■ **WHAT YOU ARE ASKED TO DO**
Copy out every line in the records below that contains the word "lemon". Case counts, so a line matches only when the letters are the same case as in "lemon".

■ **ENTRIES**
════════════════
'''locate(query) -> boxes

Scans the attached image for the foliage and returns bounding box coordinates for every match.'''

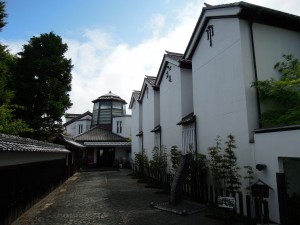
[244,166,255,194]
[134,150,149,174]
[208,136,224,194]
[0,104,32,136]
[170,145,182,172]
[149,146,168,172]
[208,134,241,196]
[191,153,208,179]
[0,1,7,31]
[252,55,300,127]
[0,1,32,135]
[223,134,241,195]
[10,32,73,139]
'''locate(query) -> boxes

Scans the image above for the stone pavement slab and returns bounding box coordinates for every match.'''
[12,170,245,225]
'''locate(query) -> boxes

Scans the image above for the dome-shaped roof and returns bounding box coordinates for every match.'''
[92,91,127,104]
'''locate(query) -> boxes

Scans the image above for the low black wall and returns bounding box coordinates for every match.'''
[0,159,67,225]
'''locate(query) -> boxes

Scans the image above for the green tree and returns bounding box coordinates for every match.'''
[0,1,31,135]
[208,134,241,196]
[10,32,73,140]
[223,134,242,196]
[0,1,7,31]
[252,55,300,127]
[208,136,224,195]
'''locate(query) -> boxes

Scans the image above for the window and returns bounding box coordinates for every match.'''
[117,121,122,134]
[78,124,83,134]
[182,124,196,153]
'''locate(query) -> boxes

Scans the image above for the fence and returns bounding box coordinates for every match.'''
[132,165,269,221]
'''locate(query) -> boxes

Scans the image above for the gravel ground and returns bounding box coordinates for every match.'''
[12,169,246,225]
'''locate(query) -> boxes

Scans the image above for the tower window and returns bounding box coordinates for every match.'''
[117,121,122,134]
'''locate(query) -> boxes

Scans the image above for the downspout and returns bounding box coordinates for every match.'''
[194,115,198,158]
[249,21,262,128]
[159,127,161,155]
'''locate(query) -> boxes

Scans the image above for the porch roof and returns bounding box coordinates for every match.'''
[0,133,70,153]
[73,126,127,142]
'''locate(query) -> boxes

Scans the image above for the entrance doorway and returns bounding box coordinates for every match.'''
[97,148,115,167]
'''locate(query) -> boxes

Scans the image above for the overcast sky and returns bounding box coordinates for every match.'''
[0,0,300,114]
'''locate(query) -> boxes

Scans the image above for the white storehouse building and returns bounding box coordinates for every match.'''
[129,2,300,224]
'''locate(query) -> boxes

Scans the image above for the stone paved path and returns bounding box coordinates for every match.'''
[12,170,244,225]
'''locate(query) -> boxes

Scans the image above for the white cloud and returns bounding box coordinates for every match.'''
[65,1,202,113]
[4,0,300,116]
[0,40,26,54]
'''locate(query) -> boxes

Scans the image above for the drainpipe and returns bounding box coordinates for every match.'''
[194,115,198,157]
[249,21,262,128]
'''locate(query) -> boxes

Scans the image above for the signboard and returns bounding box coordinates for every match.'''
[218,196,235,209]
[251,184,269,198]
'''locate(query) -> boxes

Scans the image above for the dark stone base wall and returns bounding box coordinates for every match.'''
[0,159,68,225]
════════════════
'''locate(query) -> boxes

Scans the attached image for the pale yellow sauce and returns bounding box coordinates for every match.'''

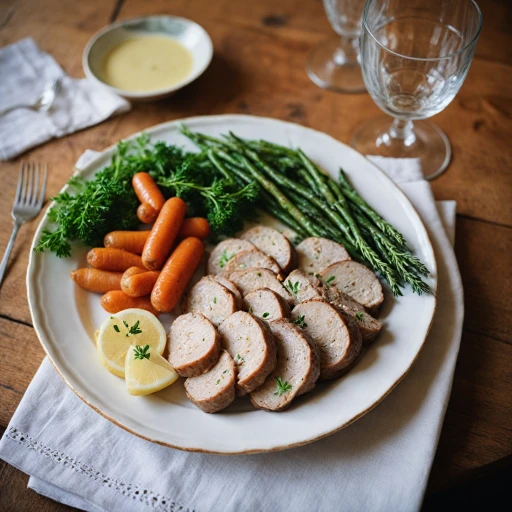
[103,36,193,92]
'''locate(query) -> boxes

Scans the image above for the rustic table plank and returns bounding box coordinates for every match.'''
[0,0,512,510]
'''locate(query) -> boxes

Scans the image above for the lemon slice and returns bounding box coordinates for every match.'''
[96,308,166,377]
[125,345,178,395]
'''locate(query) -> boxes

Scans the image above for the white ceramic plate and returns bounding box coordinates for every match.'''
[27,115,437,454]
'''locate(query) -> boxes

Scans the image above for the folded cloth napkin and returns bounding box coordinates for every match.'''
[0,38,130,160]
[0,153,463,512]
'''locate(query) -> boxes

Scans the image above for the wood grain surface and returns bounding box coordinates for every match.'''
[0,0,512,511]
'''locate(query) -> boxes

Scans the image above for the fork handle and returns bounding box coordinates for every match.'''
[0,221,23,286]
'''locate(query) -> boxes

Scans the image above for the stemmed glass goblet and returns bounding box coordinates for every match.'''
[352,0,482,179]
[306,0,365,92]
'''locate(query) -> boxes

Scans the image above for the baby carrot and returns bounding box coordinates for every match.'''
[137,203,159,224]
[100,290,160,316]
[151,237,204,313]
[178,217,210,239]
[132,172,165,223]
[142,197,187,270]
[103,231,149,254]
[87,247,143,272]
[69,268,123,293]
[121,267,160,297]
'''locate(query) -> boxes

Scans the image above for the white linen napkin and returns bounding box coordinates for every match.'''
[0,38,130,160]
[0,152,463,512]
════════════════
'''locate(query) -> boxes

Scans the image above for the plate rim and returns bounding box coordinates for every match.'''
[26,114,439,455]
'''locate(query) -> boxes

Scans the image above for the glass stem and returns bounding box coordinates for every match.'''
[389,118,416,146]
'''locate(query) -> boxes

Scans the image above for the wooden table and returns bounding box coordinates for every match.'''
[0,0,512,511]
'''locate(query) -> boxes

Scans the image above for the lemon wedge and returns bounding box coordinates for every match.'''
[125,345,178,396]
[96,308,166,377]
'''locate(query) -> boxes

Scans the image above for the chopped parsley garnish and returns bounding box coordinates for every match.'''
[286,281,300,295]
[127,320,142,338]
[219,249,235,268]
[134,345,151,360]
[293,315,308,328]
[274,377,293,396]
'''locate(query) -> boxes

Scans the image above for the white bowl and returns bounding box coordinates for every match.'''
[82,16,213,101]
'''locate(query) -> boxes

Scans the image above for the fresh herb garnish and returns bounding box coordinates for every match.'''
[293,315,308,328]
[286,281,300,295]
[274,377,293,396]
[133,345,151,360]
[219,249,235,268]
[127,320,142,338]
════════════════
■ **RESULT OF THE EXERCISE**
Scans the image above for the lemon slice and returns bounding box coordinates for every match.'''
Scans the image above for the lemon wedge and returns bounding box coordinates for every match.'''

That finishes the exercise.